▸ Task description
Could you transcribe the material below exactly, without leaving out a single line?

▸ Dataset excerpts
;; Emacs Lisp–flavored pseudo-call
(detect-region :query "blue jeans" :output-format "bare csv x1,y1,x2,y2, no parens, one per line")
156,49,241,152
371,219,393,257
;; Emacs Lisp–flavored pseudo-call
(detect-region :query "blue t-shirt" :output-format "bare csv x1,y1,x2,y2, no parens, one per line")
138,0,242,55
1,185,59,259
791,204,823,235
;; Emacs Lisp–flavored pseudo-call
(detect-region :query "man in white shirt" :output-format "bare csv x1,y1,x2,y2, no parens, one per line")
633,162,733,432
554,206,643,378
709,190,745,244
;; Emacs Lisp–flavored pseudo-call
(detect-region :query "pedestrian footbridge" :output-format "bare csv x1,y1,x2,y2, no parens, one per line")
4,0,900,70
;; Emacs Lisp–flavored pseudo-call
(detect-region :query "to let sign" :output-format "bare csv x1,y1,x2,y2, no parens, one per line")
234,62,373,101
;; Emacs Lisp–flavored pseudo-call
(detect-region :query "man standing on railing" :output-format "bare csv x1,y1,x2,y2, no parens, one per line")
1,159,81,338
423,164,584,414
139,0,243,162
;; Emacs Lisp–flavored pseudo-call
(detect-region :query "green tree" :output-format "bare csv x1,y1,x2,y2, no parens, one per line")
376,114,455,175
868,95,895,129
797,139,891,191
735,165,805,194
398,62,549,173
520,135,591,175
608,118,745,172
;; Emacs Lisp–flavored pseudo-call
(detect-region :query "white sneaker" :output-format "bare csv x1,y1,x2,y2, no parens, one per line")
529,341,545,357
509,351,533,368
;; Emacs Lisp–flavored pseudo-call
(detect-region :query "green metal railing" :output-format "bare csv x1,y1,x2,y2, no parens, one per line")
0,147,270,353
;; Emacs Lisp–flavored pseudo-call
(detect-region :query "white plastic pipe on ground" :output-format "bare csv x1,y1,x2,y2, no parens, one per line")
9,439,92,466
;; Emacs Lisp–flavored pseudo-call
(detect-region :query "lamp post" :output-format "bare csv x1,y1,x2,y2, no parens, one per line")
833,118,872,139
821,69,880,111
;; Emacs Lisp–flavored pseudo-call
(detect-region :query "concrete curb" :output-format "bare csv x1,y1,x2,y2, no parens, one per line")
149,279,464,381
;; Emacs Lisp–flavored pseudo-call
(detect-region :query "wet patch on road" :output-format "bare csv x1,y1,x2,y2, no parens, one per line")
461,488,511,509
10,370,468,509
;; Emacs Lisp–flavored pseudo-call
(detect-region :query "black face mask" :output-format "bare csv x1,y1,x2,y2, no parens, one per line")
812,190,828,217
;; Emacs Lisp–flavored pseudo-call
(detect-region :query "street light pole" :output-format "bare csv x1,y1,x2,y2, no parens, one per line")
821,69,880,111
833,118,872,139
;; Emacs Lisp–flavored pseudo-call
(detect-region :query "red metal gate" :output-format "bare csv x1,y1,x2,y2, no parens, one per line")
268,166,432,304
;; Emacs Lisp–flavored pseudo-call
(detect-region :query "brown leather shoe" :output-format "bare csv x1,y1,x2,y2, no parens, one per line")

▸ Response
;; Emacs Lisp–flavored pseudo-call
(detect-region :query "blue jeans" :output-format "bare csv x1,y1,x2,y2, no parens, one per line")
156,49,241,152
371,219,393,257
;; Emacs Lisp–flavored pseudo-call
(detect-region :query "blue t-shirt" :output-format "bare csv x1,y1,x2,y2, no parens, one per line")
138,0,242,55
1,185,59,259
791,204,823,235
;; Emacs Lisp–flavored pseudo-call
(detect-region :query "man in white shirt" :output-format "bare csv x1,y1,x2,y2, no parens, one per line")
633,162,733,432
554,206,643,378
709,190,745,244
;; Emacs Lisp–flavored pseudo-call
(detect-region :query "pedestrian footbridge" :output-format "bare csv x1,y1,x2,y2, no parens, one per line")
4,0,900,70
;; Emacs Lisp–flavored pseudo-call
(detect-region :query "to let sign" :output-format "bare csv x1,y1,x2,y2, no parens, one per line")
234,62,373,101
;; Emacs Lisp–flavored pseudo-call
(detect-region :query "man standing on railing" :output-format "bare csv x1,y1,x2,y2, no parens, one per line")
1,159,81,338
423,164,584,414
139,0,243,162
;; Emacs Lisp–flavored pseudo-call
(detect-region :query "green tree" :output-format "bare csv x1,y1,x2,y2, no parens, one per line")
376,114,455,175
868,95,895,129
797,139,891,191
735,165,805,194
398,62,549,173
520,135,591,175
608,118,745,172
;; Emacs Lisp–flavored pseudo-call
(detect-region :query "white sneaker" :output-format "bare csv x1,y1,x2,y2, no parens, one per line")
529,341,545,357
509,351,533,368
;; Emacs Lisp–flavored pseudo-call
(detect-region :query "green metal railing" :output-format "bare csv x1,y1,x2,y2, no parens, one per line")
0,147,270,353
;; Emacs Lisp–flavored pseudo-call
(detect-region :query "white plastic pipe on ground" :output-format "bare csv x1,y1,x2,y2, no parens, one per line")
9,439,92,466
;; Emacs Lisp–flavored pseudo-call
(detect-region :query "lamp post" :output-format "bare csv x1,y1,x2,y2, no parens, one per line")
833,118,872,139
821,69,880,111
;; Emacs Lisp–flavored pseudo-call
(detect-region :query "concrete curb" :output-format "bare csv x1,y1,x2,y2, no parens, one per line")
149,279,464,381
;; Emacs Lisp–flavored pseudo-call
(detect-region :query "wet patch on road" :output-format "bare csv x1,y1,x2,y2, no parens, one per line")
461,488,511,509
10,370,468,509
;; Emacs Lisp–flavored pseudo-call
(detect-region :query "black face mask" :output-format "bare csv x1,y1,x2,y2, no parens, one per line")
812,190,828,217
;; Emacs Lisp–flavored pseudo-call
(detect-region :query "street light pole" :output-format "bare csv x1,y1,x2,y2, no parens, one per line")
821,69,880,111
833,118,872,139
;; Emacs Lisp–flavored pseudo-call
(detect-region :query "red metal gate" :output-format "bare csv x1,y1,x2,y2, no parens, one per line")
268,166,432,304
;; Emacs Lisp–flavored pseudo-call
(detect-region :query "brown leather shoe" :output-format "bare csv x1,y1,x2,y2, no parens, one per line")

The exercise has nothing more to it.